◆ Your task ◆
Retype the records below exactly as they stand, but with no images.

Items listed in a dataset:
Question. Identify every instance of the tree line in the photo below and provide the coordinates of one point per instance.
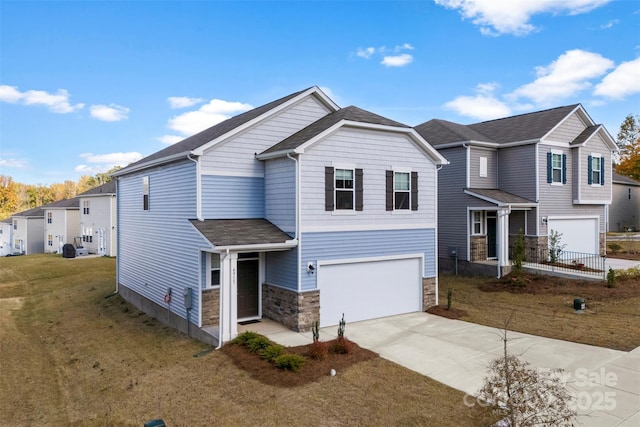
(17, 197)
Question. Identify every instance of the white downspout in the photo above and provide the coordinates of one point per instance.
(198, 189)
(297, 232)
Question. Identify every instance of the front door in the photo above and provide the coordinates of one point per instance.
(492, 251)
(248, 289)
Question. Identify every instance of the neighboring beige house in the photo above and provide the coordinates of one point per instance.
(98, 224)
(61, 224)
(28, 231)
(624, 212)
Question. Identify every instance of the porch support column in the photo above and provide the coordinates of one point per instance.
(503, 239)
(229, 295)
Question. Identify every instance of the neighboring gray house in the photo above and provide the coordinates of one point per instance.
(61, 223)
(624, 212)
(98, 220)
(541, 171)
(297, 210)
(6, 228)
(28, 232)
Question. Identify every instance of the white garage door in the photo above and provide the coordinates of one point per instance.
(579, 234)
(368, 290)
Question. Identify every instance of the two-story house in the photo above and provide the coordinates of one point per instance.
(61, 223)
(541, 172)
(98, 219)
(297, 210)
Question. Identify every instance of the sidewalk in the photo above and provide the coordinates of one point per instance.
(456, 353)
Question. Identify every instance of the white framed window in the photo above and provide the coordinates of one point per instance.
(402, 191)
(145, 193)
(344, 188)
(214, 275)
(483, 167)
(477, 222)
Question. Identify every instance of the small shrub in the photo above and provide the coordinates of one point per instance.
(271, 352)
(245, 337)
(258, 343)
(289, 362)
(611, 278)
(318, 350)
(342, 346)
(614, 247)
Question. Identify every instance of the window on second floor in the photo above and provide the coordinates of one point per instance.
(595, 173)
(556, 167)
(343, 189)
(402, 190)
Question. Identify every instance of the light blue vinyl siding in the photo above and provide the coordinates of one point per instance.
(365, 244)
(159, 248)
(281, 269)
(230, 197)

◆ Task solution ◆
Question. Identify every instance of the tree line in the photo below and provide the coordinates of one point per instance.
(17, 197)
Question. Identify every instance of the white downspout in the photo above and provide the coordinates of one point per instance.
(198, 189)
(297, 232)
Question. Identify every instance of the front door in the photo above and provide the coordinates of one point per instance.
(492, 251)
(248, 289)
Question. Identify every instance of the neighboring beige house in the photo above and provide the coordinates of one point per instance.
(98, 224)
(61, 224)
(28, 231)
(624, 212)
Question. Identify every instance of the porch support column in the photo above and provide the coordinates of one point per instance.
(503, 239)
(229, 295)
Question. Identify every instance of the neighboring gray house in the photo above and provide the coordinates of one point per instance.
(61, 223)
(624, 212)
(98, 220)
(541, 171)
(297, 210)
(6, 228)
(28, 232)
Question. Identify every instance of the white garage door in the photo above and provide the coordinates of one point per instance.
(579, 234)
(368, 290)
Question. Identify every instance of the two-story house in the photo above and provide the coordinates of one point per instance.
(61, 223)
(541, 172)
(98, 219)
(297, 210)
Question. Identify every instance of the sidewalk in the photo above and provide the coordinates of one point per instance.
(456, 353)
Question. Identify every instance of the white framed window in the photo above and provide the coordinates of one point per instance.
(402, 191)
(145, 193)
(344, 188)
(214, 275)
(483, 167)
(477, 222)
Question. Identify every instance of the small shrub in the photo above and provide the coordinates of one point per instance.
(271, 352)
(245, 337)
(258, 343)
(289, 362)
(611, 278)
(318, 350)
(342, 346)
(614, 247)
Question. Identify every instance of the window on second floor in the photo above and provide the coordinates of one point per instance.
(595, 173)
(556, 167)
(343, 189)
(402, 190)
Question. Identify every instance of the light blue vinyl siding in the photo above and provide the coordinates of one point per instance.
(365, 244)
(159, 248)
(281, 269)
(230, 197)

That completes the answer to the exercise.